(Items from a dataset)
======

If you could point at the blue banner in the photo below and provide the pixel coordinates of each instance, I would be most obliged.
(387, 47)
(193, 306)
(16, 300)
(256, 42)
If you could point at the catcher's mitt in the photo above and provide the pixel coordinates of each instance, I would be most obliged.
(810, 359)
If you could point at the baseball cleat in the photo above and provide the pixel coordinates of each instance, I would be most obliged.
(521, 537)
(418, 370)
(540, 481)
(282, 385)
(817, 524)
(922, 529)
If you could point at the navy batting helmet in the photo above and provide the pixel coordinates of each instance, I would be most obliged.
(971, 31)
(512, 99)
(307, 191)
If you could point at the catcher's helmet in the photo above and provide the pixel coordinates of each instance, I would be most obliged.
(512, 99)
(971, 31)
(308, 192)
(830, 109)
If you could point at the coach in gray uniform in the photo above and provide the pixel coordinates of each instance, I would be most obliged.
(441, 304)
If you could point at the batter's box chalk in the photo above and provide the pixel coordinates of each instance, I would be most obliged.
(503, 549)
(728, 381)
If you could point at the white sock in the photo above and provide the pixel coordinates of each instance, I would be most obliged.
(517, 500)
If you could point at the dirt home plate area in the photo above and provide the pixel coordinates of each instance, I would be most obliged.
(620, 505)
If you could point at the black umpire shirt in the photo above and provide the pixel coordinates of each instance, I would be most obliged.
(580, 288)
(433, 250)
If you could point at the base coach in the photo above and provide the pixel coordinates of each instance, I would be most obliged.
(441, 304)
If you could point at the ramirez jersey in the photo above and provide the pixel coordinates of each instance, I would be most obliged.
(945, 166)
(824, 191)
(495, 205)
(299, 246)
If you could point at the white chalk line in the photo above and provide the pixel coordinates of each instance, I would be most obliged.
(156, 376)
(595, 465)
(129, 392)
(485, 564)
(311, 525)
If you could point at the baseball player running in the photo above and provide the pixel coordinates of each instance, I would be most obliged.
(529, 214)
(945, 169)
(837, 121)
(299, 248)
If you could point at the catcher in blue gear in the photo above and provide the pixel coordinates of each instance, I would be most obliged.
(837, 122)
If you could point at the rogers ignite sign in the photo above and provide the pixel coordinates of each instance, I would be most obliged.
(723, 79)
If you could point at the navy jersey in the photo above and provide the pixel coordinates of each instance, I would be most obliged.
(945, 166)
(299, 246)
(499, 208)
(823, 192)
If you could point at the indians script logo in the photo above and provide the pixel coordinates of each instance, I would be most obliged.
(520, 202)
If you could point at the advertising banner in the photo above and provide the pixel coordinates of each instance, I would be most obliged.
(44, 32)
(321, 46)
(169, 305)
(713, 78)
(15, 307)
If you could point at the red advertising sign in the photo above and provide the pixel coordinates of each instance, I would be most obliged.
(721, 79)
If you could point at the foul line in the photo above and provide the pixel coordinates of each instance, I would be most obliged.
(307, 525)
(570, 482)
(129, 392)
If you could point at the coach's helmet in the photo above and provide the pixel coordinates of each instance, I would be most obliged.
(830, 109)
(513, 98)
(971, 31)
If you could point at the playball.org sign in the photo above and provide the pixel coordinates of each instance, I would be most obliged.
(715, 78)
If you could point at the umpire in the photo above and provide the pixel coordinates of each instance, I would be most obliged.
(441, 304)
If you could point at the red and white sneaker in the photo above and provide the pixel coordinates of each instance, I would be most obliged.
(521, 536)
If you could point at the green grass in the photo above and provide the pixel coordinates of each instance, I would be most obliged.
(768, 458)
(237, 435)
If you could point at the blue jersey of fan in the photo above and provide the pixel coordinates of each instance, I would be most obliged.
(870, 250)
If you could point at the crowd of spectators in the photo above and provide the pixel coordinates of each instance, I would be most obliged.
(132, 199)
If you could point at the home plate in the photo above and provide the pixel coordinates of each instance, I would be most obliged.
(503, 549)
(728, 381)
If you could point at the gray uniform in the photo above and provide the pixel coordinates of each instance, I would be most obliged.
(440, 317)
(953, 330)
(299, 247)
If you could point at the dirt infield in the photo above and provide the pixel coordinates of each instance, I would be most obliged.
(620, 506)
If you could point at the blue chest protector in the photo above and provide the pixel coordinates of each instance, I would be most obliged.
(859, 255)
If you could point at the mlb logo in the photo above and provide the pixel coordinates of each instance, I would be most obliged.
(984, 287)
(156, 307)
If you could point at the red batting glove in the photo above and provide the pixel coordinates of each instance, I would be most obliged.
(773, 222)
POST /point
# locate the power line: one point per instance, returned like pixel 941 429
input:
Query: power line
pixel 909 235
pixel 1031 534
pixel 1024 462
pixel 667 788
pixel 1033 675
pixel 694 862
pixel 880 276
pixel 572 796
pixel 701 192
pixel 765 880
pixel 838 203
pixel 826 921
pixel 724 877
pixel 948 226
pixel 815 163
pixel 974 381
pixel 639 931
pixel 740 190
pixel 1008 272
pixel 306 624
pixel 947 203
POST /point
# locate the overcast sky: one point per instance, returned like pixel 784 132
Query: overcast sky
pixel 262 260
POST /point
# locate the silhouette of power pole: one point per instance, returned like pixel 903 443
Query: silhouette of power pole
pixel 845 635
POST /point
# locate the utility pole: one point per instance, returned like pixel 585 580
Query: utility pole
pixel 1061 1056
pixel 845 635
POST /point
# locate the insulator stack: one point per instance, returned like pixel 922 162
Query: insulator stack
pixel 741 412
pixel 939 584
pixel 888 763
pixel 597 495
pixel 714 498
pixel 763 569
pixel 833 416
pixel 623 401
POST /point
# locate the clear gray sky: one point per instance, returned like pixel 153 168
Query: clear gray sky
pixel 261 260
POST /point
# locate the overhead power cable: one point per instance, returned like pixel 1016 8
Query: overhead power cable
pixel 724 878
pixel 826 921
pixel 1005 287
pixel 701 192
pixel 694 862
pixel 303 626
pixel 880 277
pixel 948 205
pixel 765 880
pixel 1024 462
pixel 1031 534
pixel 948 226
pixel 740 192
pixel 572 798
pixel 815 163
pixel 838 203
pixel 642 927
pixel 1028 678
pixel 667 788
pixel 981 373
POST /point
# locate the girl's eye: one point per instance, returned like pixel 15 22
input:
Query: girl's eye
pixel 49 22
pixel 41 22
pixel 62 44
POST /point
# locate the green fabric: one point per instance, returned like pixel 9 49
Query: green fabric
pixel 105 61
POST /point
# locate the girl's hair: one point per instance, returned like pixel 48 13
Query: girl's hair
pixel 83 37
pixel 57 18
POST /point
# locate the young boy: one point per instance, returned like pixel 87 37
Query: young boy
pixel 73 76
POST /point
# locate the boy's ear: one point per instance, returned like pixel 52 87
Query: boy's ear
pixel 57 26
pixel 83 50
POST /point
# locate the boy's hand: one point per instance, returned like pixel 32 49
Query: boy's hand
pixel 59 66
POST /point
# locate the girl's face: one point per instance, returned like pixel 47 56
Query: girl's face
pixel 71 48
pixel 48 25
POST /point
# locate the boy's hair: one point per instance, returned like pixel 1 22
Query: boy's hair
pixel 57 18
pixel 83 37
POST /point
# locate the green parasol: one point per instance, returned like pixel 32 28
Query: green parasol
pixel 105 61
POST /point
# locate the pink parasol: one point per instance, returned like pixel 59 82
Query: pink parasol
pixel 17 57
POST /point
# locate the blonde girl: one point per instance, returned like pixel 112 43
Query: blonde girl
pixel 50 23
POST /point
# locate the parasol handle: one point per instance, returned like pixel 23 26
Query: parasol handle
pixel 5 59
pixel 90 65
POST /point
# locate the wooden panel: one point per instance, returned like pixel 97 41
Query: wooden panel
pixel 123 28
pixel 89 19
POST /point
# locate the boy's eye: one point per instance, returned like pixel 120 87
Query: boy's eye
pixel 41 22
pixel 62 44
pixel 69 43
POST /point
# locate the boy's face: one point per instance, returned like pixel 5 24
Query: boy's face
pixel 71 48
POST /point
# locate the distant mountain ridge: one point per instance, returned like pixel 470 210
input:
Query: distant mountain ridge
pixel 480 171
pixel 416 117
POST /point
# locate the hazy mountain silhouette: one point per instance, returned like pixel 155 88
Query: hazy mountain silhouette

======

- **Required action**
Return, word for word, the lines of the data above from the line with "Query: girl's eye" through the line with "# locate the boy's eye: one", inclusive.

- **Result**
Query: girl's eye
pixel 49 22
pixel 41 22
pixel 62 44
POST /point
# locate the green fabric: one point per instance, returned like pixel 9 49
Query: green fabric
pixel 105 61
POST /point
# locate the girl's hair: one point per instance, returned like pixel 48 13
Query: girl's hair
pixel 83 37
pixel 57 18
POST /point
# locate the young boy: one point per instance, returned like pixel 87 37
Query: young boy
pixel 73 76
POST /point
# locate the boy's ear: one point per instance, returned like pixel 52 87
Query: boy's ear
pixel 57 26
pixel 83 50
POST /point
# locate the boy's hand: one point per instance, returned like pixel 32 49
Query: boy's hand
pixel 59 66
POST /point
# locate the girl's face: one point per instance, returned like pixel 47 56
Query: girl's face
pixel 71 48
pixel 48 25
POST /point
# locate the boy's hair: one point per instance, returned like pixel 1 22
Query: boy's hair
pixel 57 18
pixel 83 37
POST /point
# locate the green parasol: one point per instance, returned like pixel 32 28
Query: green parasol
pixel 105 61
POST /point
# locate the pink parasol: one point per instance, returned like pixel 59 82
Query: pink parasol
pixel 17 57
POST /point
# locate the blonde girl: one point per instance, returned like pixel 112 43
Query: blonde girl
pixel 50 23
POST /point
# locate the parasol handle: one point per instance, returned like pixel 23 26
Query: parasol handle
pixel 5 59
pixel 90 65
POST /point
# locate the wooden panel: one point per instance, returned like pixel 97 41
Query: wooden panel
pixel 123 28
pixel 89 19
POST /point
# locate the boy's eye: one point per instance, returned like pixel 120 87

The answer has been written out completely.